**DATA PROVIDED**
- - -

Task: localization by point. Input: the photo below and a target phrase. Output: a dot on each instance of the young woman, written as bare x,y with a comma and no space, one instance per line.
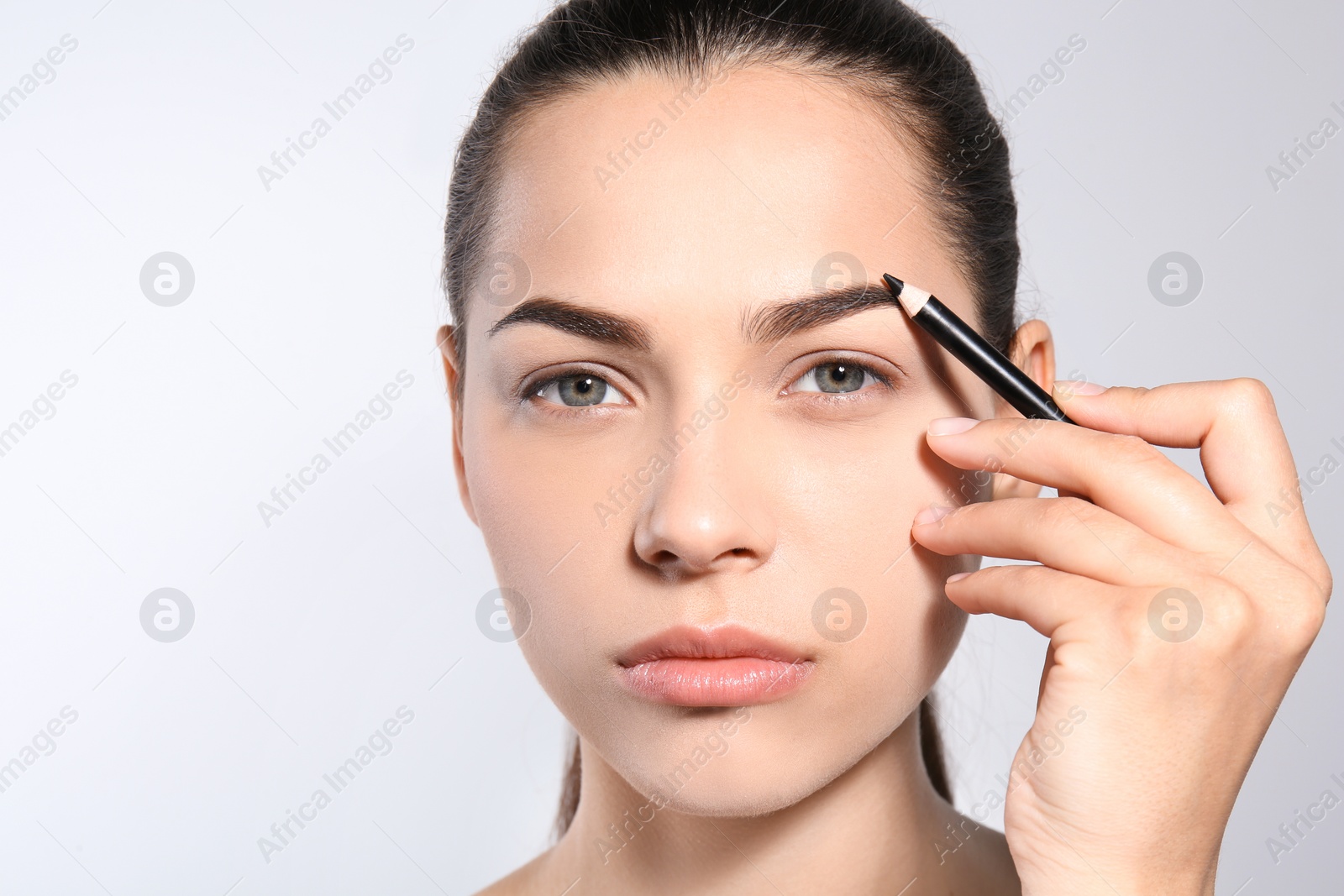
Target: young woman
738,503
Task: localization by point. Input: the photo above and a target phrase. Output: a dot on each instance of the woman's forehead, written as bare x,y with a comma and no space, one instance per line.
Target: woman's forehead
766,183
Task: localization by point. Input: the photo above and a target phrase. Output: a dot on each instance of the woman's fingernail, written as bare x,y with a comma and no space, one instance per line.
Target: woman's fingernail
1077,387
951,425
932,513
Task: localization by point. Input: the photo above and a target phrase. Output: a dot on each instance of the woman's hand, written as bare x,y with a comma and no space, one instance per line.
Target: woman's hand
1176,618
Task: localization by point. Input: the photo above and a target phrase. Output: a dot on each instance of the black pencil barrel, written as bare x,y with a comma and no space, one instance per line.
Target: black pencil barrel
980,356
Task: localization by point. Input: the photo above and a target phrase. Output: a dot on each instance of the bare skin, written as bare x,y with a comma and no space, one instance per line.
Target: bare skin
788,490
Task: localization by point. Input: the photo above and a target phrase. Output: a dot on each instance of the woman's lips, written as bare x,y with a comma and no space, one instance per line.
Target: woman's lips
725,667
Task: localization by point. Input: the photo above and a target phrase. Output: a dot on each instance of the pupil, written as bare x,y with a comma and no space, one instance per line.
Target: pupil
840,378
582,390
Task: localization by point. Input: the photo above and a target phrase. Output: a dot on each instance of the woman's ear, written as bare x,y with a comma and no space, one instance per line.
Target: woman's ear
1034,352
447,340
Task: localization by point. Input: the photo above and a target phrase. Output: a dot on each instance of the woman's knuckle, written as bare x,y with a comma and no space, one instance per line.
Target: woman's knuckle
1250,396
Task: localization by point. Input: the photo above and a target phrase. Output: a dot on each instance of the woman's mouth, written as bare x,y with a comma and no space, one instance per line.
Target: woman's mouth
725,667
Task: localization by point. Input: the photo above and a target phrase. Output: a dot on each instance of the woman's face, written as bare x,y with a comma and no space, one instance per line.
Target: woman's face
671,457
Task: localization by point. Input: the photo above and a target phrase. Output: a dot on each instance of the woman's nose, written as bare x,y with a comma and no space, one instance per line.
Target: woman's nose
709,508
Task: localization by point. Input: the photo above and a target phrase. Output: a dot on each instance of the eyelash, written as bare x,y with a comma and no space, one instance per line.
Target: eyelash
531,389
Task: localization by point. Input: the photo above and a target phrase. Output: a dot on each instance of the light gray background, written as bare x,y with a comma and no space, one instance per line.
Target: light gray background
311,296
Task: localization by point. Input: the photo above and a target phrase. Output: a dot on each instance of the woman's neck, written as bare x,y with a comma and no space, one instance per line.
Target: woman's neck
878,828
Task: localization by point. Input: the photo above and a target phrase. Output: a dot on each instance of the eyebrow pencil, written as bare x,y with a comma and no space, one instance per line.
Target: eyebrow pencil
984,360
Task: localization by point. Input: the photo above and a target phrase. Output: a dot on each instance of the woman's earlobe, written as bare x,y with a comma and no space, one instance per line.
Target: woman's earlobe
1034,352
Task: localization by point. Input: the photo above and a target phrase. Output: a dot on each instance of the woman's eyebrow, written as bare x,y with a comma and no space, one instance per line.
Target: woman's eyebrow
817,308
766,324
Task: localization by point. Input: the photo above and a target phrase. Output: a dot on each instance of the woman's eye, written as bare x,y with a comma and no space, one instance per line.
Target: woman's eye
837,378
578,390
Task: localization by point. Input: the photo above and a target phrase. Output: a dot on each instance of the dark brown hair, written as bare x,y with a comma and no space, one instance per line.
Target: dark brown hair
880,49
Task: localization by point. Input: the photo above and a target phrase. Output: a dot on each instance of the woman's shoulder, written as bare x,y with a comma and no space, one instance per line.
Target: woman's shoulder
983,864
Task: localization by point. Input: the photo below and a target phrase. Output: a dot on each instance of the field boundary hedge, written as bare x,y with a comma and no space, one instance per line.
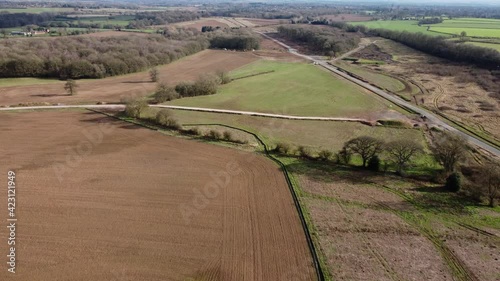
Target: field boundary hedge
319,271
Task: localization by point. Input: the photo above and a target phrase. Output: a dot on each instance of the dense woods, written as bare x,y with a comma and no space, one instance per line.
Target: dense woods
438,46
21,19
235,42
329,41
161,18
430,21
90,57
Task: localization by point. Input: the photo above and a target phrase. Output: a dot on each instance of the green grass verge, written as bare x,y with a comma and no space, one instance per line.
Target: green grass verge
397,25
381,80
8,82
37,10
293,89
316,135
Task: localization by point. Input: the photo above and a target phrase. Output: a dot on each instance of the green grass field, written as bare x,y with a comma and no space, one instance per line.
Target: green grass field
474,27
294,89
9,82
314,134
378,79
37,10
398,25
486,45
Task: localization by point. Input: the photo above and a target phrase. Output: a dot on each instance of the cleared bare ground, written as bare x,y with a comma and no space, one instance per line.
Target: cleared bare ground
447,87
360,239
347,17
116,214
114,89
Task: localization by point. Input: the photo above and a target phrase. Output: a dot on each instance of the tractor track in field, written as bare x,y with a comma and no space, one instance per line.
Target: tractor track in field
456,265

- - -

**TASK INSTRUCTIONS**
Copy every line of the entries from the line containing "grass field, written" through the end of the entries, and decrease each coordinate value in the answers by 24. Leave all other text unchanged.

**SOLUTION**
Task: localization by point. Input: the photo above and a target phrase. Output: a dot on each instance of the green grass field, written as bare x,y with a comma and no space, one instance per line.
Target: green grass field
450,3
270,65
-15,58
290,110
354,55
13,-14
374,1
462,21
Task: localization by point. Input: the photo above and a target phrase. Output: a dot on each instance of the cleared bare ground, written as bare x,y with a comma and no space, one instance per line.
Target: cleared bare ground
423,63
336,215
323,-7
92,190
90,65
Task: localization by point. Input: the photo above and a target phrase. Output: a dot on each instance of the tractor track in field, written as bare x,y with a comma and no space, one instance per line.
Target: tractor track in field
432,241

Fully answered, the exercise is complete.